[Annotation data for image boundaries]

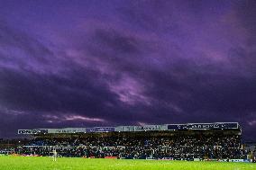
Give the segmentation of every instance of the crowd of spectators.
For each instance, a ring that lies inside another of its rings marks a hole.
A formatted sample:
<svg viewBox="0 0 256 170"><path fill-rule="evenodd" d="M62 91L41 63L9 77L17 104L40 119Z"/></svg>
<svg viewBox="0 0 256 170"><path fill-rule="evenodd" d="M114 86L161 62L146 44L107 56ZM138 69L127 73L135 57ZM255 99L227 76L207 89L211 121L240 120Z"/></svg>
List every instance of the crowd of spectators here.
<svg viewBox="0 0 256 170"><path fill-rule="evenodd" d="M22 155L120 158L246 158L240 136L87 137L36 139L15 148Z"/></svg>

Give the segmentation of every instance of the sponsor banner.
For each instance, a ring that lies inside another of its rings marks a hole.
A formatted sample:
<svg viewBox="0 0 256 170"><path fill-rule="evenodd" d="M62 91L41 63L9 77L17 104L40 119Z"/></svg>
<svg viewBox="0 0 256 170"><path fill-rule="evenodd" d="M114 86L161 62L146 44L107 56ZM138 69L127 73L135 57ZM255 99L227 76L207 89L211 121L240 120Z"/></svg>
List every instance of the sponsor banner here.
<svg viewBox="0 0 256 170"><path fill-rule="evenodd" d="M187 130L186 124L169 124L168 130Z"/></svg>
<svg viewBox="0 0 256 170"><path fill-rule="evenodd" d="M145 131L145 130L167 130L165 125L144 125L144 126L135 126L135 131Z"/></svg>
<svg viewBox="0 0 256 170"><path fill-rule="evenodd" d="M86 128L64 128L64 129L49 129L49 133L83 133Z"/></svg>
<svg viewBox="0 0 256 170"><path fill-rule="evenodd" d="M188 123L188 124L169 124L168 130L232 130L238 129L237 122L225 123L225 122L215 122L215 123Z"/></svg>
<svg viewBox="0 0 256 170"><path fill-rule="evenodd" d="M18 134L32 135L40 133L48 133L48 130L18 130Z"/></svg>
<svg viewBox="0 0 256 170"><path fill-rule="evenodd" d="M144 126L118 126L114 131L147 131L147 130L166 130L167 125L144 125Z"/></svg>
<svg viewBox="0 0 256 170"><path fill-rule="evenodd" d="M96 128L87 128L87 132L108 132L114 131L114 127L96 127Z"/></svg>
<svg viewBox="0 0 256 170"><path fill-rule="evenodd" d="M187 124L189 130L238 129L238 123L194 123Z"/></svg>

WHAT TO DO. Output the lines from the start of the data through the line that contains "155L120 158L246 158L240", both ends included, copied character for character. Leave the picture out of your answer.

EXPECTED ANSWER.
Give the segmentation of every instance of the crowd of spectators.
For each instance, a ring that lies inside another of its rings marks a hole.
A formatted sample:
<svg viewBox="0 0 256 170"><path fill-rule="evenodd" d="M62 91L41 63L9 77L17 104L40 119Z"/></svg>
<svg viewBox="0 0 256 170"><path fill-rule="evenodd" d="M114 86L161 62L146 44L107 56ZM138 69L127 73L135 57ZM255 99L227 76L207 89L211 121L240 120Z"/></svg>
List every instance of the crowd of spectators here.
<svg viewBox="0 0 256 170"><path fill-rule="evenodd" d="M22 155L120 158L246 158L240 136L87 137L36 139L15 148Z"/></svg>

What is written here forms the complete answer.